§ Document

Start

Monday, March 15, 2010

No Loss; No Gain

I felt so sure of everything
My love to you so well received
And I just strutted around your town
Knowing I didn't let you down
The truth be known, the truth be told
My heart was always fairly cold
Posing to be as warm as yours
My way of getting in your world
But now I'm out and I've had time
To look around and think
And sink into another world
That's filled with guilt and overwhelming
Shame, boatloads of shame
Day after day, more of the same
Blame, please lift it off
Please, take it off, please make it stop

Here it is.  Eight weeks into the process today.  To date, this has been extremely successful.  So, why do I feel so bad?  Why do i still feel like I haven't made much progress?  I should be running around, dancing in the streets.  I guess, part of it, is that I've been here before.  I've lost boatloads of weight before.  I know of three different occasions that saw me losing fifty pounds.  I've weighed less than this as an adult.  Basically, I've just gotten back down to my STARTING POINT from a few years back.  I still look like a big fat guy.  Unless you have seen pictures of me from this past fall, you would think I was just a big guy who has no control.  I'm sure people who haven't seen me since high school would be shocked at how I've almost doubled in size.

End

§ Given exercise 1
List each line of the records that contains the word "water".
§ Given exercise 2
Pick up the weight-loss post from its last sentence and continue writing it.

Collected data:
Start

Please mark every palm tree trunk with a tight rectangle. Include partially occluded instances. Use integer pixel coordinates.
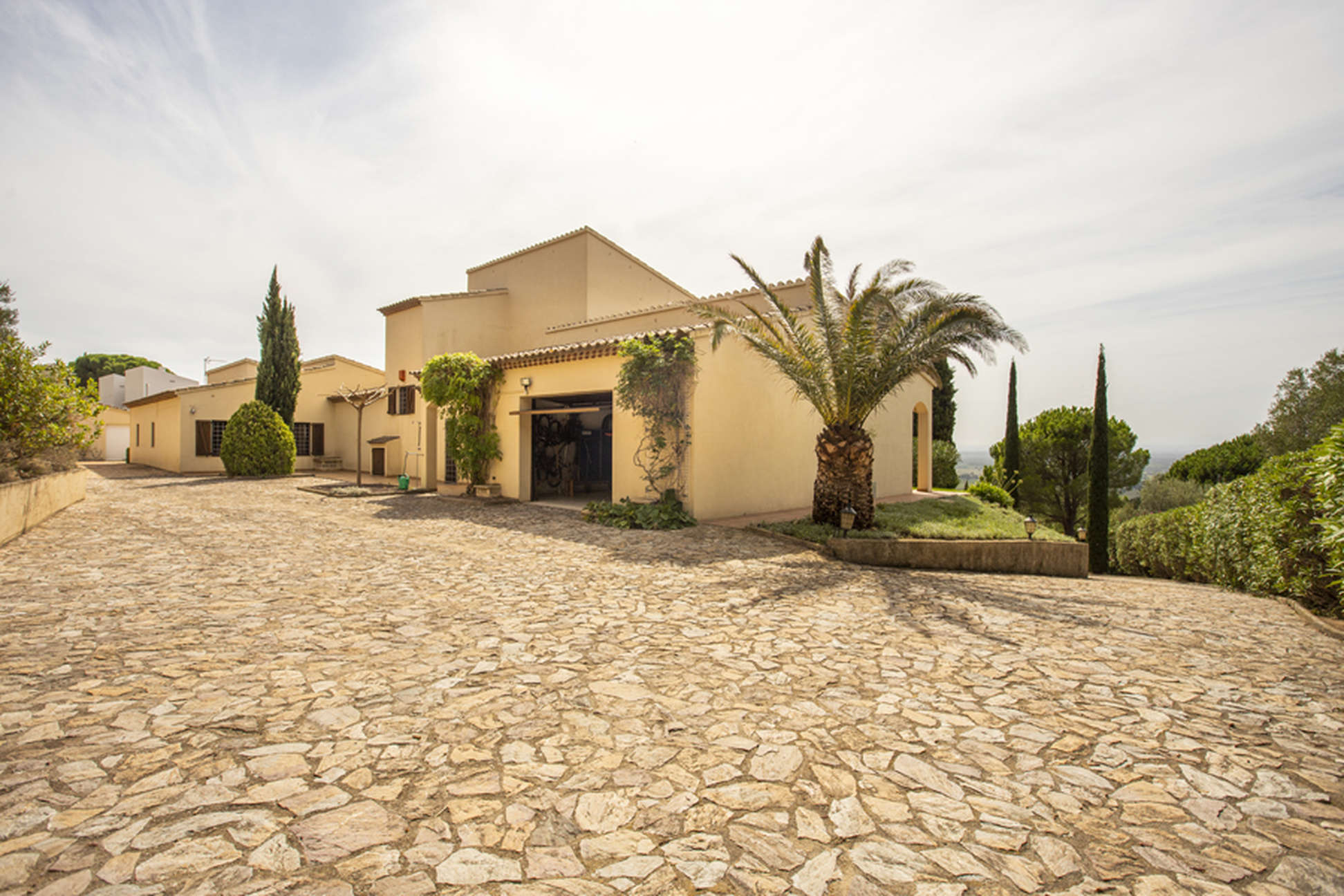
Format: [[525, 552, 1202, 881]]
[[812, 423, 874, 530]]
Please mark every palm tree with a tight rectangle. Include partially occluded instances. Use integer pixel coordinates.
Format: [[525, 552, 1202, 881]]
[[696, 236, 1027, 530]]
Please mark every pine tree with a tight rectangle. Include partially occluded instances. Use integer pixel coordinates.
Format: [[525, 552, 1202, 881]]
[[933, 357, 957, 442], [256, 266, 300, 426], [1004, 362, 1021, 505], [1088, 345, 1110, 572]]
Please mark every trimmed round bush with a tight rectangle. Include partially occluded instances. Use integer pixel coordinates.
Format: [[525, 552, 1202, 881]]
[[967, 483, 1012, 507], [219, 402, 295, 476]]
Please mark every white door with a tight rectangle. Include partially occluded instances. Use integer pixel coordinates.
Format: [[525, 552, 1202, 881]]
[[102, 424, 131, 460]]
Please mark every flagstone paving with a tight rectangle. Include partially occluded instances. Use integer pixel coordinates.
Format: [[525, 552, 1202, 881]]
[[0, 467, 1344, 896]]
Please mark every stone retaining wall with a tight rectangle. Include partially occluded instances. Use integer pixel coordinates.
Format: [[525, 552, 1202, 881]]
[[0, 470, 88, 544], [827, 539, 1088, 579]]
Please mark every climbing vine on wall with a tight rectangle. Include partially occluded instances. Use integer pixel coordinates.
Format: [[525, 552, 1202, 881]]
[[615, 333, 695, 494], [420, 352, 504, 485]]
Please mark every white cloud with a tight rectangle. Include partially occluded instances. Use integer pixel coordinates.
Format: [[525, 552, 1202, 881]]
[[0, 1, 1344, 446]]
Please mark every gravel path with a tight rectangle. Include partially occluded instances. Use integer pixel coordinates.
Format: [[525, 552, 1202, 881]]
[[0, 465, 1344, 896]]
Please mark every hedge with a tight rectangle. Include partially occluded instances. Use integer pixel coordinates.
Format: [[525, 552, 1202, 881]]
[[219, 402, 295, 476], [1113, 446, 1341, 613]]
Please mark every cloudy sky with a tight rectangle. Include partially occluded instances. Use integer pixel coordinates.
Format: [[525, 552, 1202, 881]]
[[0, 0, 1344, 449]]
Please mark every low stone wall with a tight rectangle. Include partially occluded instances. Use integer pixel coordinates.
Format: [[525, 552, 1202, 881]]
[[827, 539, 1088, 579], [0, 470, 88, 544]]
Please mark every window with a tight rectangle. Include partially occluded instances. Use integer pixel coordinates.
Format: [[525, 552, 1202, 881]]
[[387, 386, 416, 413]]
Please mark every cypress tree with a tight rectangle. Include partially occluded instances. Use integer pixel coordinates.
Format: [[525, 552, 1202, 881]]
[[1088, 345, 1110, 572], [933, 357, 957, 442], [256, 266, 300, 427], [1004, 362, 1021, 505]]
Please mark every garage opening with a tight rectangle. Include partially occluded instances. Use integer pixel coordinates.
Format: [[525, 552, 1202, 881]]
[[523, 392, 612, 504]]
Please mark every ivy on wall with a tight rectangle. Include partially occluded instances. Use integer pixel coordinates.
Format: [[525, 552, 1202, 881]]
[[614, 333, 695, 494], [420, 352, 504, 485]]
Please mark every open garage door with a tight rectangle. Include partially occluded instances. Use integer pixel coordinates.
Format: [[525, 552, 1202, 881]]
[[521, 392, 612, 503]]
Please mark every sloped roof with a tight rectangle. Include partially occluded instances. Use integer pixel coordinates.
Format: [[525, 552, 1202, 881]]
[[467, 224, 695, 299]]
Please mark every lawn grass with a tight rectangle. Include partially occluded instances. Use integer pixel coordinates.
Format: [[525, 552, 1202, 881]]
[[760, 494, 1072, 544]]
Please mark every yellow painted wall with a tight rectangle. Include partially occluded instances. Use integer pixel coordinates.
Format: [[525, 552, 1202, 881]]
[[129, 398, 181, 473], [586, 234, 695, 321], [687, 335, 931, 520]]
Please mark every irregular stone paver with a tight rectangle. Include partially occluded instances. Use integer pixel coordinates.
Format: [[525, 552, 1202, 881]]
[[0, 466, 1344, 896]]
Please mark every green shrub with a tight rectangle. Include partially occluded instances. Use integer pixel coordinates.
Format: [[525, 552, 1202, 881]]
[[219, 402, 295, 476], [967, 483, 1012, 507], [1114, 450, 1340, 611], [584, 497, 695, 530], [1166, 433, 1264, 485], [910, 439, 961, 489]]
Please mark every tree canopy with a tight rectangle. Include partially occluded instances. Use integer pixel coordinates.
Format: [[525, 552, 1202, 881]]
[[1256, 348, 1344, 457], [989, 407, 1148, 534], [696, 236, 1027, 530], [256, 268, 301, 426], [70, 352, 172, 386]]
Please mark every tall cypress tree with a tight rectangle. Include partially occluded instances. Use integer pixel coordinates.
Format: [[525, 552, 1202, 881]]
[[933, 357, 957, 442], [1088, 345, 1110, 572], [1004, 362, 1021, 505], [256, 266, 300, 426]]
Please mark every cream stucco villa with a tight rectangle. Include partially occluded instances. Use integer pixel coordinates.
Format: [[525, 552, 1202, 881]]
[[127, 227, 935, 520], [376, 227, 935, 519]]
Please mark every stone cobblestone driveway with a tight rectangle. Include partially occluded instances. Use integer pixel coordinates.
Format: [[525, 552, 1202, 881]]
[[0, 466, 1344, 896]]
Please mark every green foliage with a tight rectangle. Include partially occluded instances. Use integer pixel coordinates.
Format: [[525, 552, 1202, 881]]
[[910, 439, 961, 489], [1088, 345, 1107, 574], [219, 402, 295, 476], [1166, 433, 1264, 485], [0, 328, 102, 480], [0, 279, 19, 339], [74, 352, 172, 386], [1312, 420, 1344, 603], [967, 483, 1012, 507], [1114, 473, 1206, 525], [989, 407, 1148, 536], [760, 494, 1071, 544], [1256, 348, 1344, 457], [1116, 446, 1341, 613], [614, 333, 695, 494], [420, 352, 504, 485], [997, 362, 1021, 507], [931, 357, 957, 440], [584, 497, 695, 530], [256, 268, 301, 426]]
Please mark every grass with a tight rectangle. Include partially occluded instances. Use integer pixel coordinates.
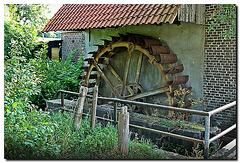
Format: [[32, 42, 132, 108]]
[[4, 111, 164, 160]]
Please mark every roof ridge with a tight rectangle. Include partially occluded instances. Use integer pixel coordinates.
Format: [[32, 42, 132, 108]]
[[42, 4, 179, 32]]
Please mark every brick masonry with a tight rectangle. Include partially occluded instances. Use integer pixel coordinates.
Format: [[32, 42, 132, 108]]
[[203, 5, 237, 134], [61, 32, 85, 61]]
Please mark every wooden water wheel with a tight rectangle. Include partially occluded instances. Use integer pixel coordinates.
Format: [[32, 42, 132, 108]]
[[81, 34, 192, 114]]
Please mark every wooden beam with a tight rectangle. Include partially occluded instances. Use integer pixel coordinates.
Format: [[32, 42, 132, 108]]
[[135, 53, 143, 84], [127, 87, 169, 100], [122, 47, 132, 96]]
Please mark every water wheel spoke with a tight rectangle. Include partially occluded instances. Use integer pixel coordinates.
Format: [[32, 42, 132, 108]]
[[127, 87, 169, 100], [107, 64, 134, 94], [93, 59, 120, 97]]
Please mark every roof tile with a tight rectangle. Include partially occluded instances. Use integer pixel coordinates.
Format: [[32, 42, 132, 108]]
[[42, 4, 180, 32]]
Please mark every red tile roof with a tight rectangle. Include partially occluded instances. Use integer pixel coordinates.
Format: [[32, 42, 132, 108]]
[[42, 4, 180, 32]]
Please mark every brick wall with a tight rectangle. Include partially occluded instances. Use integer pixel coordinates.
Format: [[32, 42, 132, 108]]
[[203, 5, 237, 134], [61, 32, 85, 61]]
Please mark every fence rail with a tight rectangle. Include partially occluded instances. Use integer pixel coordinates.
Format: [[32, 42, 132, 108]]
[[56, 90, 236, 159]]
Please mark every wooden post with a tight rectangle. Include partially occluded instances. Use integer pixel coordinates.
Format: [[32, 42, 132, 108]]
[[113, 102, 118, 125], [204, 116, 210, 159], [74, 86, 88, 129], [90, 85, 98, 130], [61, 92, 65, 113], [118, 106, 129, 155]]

End
Start

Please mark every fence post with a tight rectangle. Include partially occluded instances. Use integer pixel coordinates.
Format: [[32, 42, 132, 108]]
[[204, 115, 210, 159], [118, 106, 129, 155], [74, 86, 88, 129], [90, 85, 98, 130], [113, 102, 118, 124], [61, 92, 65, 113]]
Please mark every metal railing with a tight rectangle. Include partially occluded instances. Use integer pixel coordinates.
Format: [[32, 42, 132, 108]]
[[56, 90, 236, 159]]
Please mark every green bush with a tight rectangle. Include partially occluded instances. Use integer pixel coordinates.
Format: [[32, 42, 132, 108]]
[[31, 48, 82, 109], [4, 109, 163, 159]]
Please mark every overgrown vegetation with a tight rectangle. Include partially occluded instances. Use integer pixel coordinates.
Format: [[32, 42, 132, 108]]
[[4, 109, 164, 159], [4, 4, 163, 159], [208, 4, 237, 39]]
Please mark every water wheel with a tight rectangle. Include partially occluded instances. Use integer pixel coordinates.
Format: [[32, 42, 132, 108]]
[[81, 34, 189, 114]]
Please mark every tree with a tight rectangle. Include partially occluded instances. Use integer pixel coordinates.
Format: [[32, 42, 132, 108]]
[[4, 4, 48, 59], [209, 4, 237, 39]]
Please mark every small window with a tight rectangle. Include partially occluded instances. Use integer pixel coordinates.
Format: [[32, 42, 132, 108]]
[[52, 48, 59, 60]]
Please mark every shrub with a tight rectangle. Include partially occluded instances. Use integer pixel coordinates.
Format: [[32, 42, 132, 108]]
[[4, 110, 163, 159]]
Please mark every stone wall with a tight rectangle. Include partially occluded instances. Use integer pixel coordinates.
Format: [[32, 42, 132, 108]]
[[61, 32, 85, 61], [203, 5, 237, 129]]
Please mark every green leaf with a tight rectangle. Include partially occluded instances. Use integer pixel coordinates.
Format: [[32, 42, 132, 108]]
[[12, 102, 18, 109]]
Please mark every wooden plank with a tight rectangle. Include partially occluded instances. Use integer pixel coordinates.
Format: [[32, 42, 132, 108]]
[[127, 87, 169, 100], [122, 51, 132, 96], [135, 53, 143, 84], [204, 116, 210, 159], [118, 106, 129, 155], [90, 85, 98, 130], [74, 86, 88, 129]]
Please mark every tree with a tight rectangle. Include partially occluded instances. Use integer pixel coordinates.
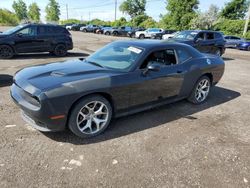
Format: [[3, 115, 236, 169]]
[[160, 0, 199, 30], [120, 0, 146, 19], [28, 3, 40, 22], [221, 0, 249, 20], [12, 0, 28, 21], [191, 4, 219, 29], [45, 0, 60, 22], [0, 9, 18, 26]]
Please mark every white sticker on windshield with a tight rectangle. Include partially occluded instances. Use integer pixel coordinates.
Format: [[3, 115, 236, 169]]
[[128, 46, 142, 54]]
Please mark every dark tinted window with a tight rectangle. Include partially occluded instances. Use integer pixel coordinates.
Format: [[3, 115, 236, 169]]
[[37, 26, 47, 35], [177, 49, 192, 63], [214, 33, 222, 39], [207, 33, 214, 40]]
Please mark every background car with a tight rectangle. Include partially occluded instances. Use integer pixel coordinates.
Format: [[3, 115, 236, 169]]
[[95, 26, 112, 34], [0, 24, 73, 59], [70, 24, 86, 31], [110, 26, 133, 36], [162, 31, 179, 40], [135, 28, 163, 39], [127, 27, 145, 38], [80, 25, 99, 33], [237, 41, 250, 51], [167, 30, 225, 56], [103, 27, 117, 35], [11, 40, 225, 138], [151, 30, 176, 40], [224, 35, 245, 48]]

End

§ Written response 1
Please mark every wooden water wheel with a tight rectangle. Include partially occluded instances. Use integer pixel coordinates.
Please mark every water wheel spoke with a tight rectangle. Include partially occluded instances. Use integer pixel coordinates.
Please mark every water wheel with a tight rectangle. Include partially occluded instances. Use integer pixel coordinates.

§ Written response 2
But there is something more.  I celebrate the victories often on this site.  I have mentioned dropping four shirt sizes and pants sizes.  I talk about my newfound discovery of vegetable based dishes.  It has seemed that most of the cravings and addiction parts of this were subdued.  But, for the last few days, I have been frustrated and irritated about this whole thing.  I'm not like, "Screw it.  Give me a donut."  I'm just angry.  You want to know what triggered this?  On Friday, I weighed.  And I hadn't lost anything at all since Monday.  Now, usually, I drop about two pounds between weigh-ins.  So, not losing anything is a bit of a surprise.  I sat there and analyzed what I had eaten and tried to figure out what I was doing wrong.  I should still be melting before your eyes like a butter sculpture.  I guessed that maybe it was the face that I had a bunch of lunch meat, with its salt lick worth of sodium.  That and too little water.  So, this weekend, I tried a lot harder.  I weighed on Saturday - same weight.  Sunday - same weight.  I had gone a whole week without losing anything.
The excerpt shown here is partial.